▶ **Given problem 1**
From the Dubai salary thread, reproduce everything from "## Jumeirah Jim" down to "(Jan 24, 2012)".
▶ **Given problem 2**
In the Dubai salary thread, why does Jumeirah Jim say it is hard to know whether the offer is a fair salary?

▶ **Text provided**

— BEGIN —

# Is AED 18K is suffiecient in Dubai to live normal life?



## anil1320 (Sep 20, 2013)

HI,
I got a offer of 18K AED to work in Dubai for 5 years exp. Is this offer right for this exp?Would those are sufficient to live there with wife(Excluding accommodation) and saving some money?


Please advise me.

Thanks & Regards
Anil Sharma


----------



## Jumeirah Jim (Jan 24, 2011)

It's not a lot. Whether it is a fair salary is hard to know as you haven't said what industry.


----------



## XDoodlebugger (Jan 24, 2012)

anil1320 said:


> HI,
> I got a offer of 18K AED to work in Dubai for 5 years exp. Is this offer right for this exp?Would those are sufficient to live there with wife(Excluding accommodation) and saving some money?
> 
> 
> ...


So you are getting 18,000 plus accommodation? And you are from India?

— END —

▶ **Extracted records**
— BEGIN —

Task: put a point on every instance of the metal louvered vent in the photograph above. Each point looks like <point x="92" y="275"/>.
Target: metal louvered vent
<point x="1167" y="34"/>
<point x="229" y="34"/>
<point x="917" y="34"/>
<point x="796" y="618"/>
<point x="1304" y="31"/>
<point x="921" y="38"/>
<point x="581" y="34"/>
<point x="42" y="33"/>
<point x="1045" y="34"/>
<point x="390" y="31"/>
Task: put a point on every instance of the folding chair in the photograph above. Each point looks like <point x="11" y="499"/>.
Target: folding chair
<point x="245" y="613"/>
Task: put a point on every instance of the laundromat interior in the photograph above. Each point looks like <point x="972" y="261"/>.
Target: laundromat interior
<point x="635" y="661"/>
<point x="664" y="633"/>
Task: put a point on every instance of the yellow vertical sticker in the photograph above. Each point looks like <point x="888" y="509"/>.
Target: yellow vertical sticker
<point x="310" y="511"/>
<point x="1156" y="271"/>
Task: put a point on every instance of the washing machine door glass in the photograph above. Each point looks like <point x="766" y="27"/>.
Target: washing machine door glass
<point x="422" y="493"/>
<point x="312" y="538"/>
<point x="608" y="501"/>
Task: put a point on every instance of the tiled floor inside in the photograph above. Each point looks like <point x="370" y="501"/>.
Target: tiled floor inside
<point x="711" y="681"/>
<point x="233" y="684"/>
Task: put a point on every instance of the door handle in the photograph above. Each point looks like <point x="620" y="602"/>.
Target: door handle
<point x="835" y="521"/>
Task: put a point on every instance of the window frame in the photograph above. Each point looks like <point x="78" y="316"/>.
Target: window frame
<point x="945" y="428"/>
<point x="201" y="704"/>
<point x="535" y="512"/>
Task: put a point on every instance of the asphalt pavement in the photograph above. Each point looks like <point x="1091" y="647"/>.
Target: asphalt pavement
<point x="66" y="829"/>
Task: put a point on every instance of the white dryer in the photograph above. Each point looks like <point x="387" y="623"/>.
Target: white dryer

— END —

▶ **Correct response 1**
## Jumeirah Jim (Jan 24, 2011)

It's not a lot. Whether it is a fair salary is hard to know as you haven't said what industry.


----------



## XDoodlebugger (Jan 24, 2012)

▶ **Correct response 2**
Because the original poster hasn't said what industry the job is in.